**Problem description:** Print the tournament page's text word for word, from "The 2018 Open" up to and including "the singles title.".

- Date: 19–25 February
- Edition: 26th
- Category: ATP 250 Series
- Draw: 28S / 16D
- Prize money: €645,485
- Surface: Hard / indoors
- Location: Marseille, France
- Venue: Palais des Sports de Marseille

Champions

Singles
- Karen Khachanov

Doubles
- Raven Klaasen / Michael Venus
- ← 2017 · Open 13 Provence · 2019 →

= 2018 Open 13 Provence =

The 2018 Open 13 Provence was a men's tennis tournament played on indoor hard courts. It was the 25th edition of the Open 13, and part of the ATP World Tour 250 series of the 2018 ATP World Tour. It took at the Palais des Sports in Marseille, France, from 19 February through 25 February 2018. Ninth-seeded Karen Khachanov won the singles title.

== Finals ==

=== Singles ===

- RUS Karen Khachanov defeated FRA Lucas Pouille, 7–5, 3–6, 7–5

=== Doubles ===

- RSA Raven Klaasen / NZL Michael Venus defeated NZL Marcus Daniell / GBR Dominic Inglot, 6–7^{(2–7)}, 6–3, [10–4]

== Points and prize money ==

=== Point distribution ===

| Event | W | F | SF | QF | Round of 16 | Round of 32 | Q | Q2 | Q1 |
| Singles | 250 | 150 | 90 | 45 | 20 | 0 | 12 | 6 | 0 |
| Doubles | 0 | —N/a | —N/a | —N/a | —N/a |

=== Prize money ===

| Event | W | F | SF | QF | Round of 16 | Round of 32 | Q2 | Q1 |
| Singles | €115,150 | €60,645 | €32,850 | €18,715 | €11,030 | €6,535 | €2,940 | €1,470 |
| Doubles | €34,980 | €18,390 | €9,960 | €5,700 | €3,340 | —N/a | —N/a | —N/a |
Doubles prize money per team

== Singles main-draw entrants ==

=== Seeds ===

| Country | Player | Rank^{1} | Seed |
|---|---|---|---|
| BEL | David Goffin | 7 | 1 |
| SUI | Stan Wawrinka | 13 | 2 |
| FRA | Lucas Pouille | 16 | 3 |
| CZE | Tomáš Berdych | 17 | 4 |
| ESP | Roberto Bautista Agut | 23 | 5 |
| LUX | Gilles Müller | 28 | 6 |
| BIH | Damir Džumhur | 29 | 7 |
| SRB | Filip Krajinović | 38 | 8 |
| RUS | Karen Khachanov | 48 | 9 |

- Rankings are as of February 12, 2018.

**Dataset extract:**

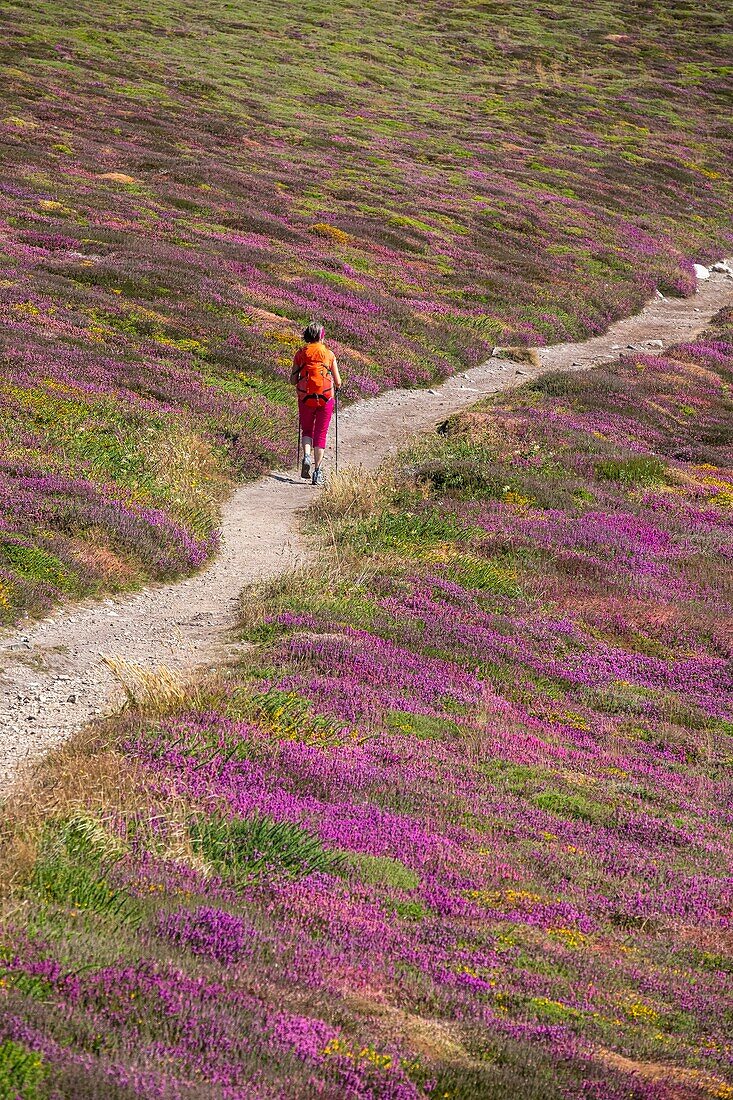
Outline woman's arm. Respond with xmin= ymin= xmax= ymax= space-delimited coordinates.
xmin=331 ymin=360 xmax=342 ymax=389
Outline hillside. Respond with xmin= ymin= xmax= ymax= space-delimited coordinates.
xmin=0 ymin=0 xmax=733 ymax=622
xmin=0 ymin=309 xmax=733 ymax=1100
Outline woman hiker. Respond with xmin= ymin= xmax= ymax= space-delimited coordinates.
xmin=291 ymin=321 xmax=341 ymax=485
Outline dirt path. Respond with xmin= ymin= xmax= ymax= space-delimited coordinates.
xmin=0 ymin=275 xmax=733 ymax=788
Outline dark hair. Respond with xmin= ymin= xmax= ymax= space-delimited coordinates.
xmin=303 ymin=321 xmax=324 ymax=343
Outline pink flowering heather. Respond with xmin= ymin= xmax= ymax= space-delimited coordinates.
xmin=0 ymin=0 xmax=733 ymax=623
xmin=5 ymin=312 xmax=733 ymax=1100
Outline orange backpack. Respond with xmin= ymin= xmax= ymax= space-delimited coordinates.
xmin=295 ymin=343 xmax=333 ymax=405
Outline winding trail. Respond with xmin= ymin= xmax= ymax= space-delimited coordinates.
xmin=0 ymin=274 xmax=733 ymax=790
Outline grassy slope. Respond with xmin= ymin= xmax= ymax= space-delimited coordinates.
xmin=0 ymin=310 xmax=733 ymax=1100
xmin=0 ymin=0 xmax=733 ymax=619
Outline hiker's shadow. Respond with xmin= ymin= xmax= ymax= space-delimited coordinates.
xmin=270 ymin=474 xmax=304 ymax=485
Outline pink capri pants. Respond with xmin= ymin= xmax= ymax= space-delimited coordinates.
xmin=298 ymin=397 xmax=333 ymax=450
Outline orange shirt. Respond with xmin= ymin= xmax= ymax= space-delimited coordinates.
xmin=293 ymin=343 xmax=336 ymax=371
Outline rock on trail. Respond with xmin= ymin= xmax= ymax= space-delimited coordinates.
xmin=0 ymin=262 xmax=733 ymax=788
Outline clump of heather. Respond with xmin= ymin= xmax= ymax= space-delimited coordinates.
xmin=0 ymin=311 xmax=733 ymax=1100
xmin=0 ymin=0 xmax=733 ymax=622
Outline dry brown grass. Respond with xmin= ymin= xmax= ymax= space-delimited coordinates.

**Worked solution:**
The 2018 Open 13 Provence was a men's tennis tournament played on indoor hard courts. It was the 25th edition of the Open 13, and part of the ATP World Tour 250 series of the 2018 ATP World Tour. It took at the Palais des Sports in Marseille, France, from 19 February through 25 February 2018. Ninth-seeded Karen Khachanov won the singles title.